### Given problem:
Count the lines below that contain the word "blue", matching case exactly, and give only the number.

Collected data entries:

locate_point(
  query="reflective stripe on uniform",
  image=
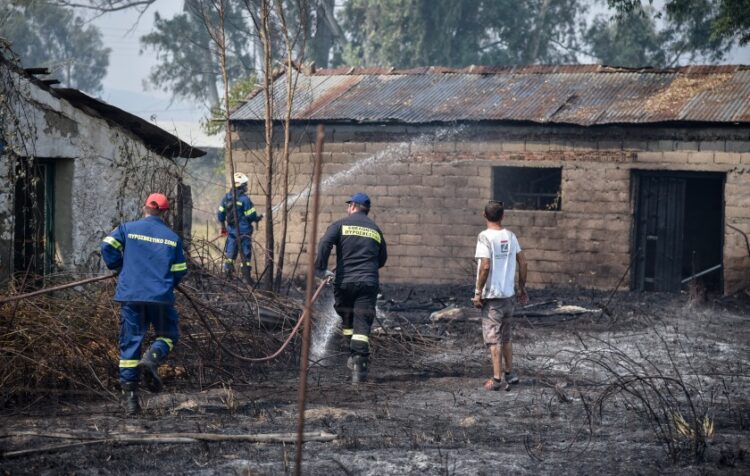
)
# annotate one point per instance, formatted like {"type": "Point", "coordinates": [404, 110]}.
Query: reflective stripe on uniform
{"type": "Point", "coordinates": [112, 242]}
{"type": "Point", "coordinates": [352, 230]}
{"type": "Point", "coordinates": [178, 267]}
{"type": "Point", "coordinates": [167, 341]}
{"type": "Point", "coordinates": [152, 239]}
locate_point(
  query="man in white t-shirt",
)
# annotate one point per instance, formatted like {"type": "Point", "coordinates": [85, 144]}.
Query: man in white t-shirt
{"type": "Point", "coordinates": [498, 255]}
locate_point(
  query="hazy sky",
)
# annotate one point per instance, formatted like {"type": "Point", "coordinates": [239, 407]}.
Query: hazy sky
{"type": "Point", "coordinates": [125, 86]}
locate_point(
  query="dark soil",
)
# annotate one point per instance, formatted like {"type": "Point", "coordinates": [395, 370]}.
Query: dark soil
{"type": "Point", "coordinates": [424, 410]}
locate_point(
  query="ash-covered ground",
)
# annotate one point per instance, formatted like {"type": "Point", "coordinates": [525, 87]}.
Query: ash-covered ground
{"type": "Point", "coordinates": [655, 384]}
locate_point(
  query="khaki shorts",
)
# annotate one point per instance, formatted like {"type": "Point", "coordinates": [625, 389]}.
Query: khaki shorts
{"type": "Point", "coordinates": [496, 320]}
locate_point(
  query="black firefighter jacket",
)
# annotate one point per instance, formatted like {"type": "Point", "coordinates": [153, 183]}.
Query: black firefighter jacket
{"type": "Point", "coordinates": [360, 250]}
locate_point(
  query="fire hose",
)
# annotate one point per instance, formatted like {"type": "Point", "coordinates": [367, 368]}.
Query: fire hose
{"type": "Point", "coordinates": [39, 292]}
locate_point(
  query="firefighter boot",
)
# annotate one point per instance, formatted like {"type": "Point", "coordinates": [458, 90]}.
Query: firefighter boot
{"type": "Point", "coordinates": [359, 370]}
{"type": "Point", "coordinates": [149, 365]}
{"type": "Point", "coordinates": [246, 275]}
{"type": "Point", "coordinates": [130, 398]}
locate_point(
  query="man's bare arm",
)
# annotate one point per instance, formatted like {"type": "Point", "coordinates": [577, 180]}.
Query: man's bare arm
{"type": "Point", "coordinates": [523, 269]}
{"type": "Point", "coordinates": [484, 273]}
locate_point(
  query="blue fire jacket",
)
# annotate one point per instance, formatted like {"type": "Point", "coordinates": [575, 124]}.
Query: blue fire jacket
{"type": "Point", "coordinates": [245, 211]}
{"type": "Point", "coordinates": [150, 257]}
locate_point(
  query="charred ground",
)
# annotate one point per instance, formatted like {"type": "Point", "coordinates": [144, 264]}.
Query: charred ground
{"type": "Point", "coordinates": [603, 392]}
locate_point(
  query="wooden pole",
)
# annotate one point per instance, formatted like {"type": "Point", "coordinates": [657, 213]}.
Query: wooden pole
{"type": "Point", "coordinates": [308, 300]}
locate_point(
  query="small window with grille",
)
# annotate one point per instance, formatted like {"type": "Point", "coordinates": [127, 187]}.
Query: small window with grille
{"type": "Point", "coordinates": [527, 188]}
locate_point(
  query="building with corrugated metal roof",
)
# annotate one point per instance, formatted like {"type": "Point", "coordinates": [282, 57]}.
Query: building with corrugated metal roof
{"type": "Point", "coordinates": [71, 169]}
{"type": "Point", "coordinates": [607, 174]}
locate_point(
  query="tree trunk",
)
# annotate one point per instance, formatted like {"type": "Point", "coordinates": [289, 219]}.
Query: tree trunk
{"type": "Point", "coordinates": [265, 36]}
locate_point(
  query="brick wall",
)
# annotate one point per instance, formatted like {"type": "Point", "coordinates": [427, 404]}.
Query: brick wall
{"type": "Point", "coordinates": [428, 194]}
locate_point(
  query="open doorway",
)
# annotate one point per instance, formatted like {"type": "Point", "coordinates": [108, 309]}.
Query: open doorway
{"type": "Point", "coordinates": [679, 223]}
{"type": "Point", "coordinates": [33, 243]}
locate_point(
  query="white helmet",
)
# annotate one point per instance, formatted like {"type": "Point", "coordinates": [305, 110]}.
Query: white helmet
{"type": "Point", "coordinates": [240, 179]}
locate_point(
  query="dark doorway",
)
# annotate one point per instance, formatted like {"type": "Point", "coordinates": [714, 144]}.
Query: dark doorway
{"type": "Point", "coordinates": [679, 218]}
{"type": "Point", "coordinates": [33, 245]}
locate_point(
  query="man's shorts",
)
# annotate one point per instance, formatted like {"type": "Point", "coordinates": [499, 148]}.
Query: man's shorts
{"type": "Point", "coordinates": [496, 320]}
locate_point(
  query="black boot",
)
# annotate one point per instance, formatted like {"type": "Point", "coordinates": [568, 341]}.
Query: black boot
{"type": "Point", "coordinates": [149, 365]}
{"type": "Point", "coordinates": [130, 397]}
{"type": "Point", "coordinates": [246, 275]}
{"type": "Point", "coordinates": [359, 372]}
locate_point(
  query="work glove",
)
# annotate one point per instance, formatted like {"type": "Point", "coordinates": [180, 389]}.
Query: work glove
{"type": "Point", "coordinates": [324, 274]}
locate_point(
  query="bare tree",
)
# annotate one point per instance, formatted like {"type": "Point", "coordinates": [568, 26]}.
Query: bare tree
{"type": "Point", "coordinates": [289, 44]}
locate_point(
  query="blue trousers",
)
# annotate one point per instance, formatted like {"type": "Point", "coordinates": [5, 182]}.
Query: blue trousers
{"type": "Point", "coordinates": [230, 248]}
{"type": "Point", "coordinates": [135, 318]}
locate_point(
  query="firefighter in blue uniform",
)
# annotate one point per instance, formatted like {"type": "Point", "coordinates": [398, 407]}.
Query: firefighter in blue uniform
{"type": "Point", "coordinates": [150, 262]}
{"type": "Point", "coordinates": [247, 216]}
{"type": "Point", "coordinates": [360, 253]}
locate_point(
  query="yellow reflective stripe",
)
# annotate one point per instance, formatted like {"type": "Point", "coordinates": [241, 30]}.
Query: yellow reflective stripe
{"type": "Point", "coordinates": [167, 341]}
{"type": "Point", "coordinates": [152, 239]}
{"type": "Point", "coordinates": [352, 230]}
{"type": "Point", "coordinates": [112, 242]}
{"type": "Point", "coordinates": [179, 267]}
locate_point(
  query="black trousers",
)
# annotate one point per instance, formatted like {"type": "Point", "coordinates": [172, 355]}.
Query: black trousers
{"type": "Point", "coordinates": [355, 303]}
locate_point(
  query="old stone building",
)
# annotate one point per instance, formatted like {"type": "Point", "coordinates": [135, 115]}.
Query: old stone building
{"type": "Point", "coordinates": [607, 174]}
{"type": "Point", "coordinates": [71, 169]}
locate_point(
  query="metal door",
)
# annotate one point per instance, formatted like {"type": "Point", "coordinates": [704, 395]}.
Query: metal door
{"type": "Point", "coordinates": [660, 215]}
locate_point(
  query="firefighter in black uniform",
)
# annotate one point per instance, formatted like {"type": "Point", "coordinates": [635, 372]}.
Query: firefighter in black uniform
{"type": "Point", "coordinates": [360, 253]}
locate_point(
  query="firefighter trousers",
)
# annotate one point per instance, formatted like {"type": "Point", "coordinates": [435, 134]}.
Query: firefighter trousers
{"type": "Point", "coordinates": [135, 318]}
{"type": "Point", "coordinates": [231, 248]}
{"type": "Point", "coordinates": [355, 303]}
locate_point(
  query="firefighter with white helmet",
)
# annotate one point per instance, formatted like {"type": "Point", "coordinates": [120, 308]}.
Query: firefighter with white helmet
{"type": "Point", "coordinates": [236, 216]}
* * *
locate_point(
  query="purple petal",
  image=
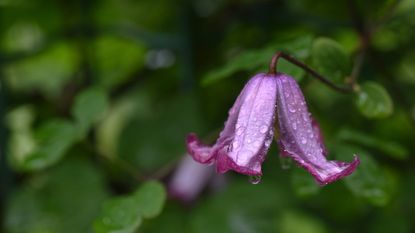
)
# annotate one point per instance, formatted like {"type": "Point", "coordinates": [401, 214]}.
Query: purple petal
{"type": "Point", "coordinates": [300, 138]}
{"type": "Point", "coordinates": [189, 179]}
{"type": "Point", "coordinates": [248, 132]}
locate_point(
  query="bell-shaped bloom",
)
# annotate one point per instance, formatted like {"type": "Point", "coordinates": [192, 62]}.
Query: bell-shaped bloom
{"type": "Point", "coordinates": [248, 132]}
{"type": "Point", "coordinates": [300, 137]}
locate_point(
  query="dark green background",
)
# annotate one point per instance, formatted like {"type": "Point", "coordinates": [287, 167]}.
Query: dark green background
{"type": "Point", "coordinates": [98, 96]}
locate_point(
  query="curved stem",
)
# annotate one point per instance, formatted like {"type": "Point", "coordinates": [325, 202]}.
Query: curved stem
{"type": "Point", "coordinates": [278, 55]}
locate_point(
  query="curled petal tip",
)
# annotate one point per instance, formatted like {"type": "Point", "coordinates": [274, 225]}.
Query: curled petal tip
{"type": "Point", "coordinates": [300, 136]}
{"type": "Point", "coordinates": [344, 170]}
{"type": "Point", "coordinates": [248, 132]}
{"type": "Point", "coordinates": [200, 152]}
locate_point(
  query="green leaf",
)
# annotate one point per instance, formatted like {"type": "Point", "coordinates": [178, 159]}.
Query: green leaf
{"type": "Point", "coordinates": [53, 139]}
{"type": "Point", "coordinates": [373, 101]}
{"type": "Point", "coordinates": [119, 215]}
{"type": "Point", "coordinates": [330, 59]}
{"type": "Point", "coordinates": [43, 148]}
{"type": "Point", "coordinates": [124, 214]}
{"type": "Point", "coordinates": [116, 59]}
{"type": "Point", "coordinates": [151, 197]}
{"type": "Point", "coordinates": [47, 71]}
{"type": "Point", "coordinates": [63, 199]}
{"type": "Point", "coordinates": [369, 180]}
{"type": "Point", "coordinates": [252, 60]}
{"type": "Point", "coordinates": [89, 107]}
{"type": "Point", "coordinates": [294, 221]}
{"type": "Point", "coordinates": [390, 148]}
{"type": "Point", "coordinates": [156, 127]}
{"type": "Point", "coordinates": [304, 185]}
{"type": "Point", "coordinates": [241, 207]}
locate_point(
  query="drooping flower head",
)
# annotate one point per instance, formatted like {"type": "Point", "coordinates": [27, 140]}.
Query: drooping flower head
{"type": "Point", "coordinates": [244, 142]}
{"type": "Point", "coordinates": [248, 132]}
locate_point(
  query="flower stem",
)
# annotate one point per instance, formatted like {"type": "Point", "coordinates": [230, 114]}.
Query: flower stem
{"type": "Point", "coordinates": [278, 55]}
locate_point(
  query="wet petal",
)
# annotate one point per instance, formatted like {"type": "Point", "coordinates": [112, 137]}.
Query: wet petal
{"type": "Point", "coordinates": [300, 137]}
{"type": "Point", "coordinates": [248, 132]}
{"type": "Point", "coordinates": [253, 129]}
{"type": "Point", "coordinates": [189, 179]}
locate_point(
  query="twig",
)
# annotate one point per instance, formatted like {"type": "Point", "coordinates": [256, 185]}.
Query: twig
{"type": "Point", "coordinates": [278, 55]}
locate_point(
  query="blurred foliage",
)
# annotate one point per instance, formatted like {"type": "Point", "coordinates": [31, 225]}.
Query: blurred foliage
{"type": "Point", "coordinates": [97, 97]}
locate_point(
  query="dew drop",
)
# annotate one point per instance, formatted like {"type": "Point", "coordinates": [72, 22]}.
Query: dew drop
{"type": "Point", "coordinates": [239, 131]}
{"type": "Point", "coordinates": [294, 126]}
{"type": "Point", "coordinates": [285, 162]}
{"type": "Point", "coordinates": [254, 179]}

### Output below:
6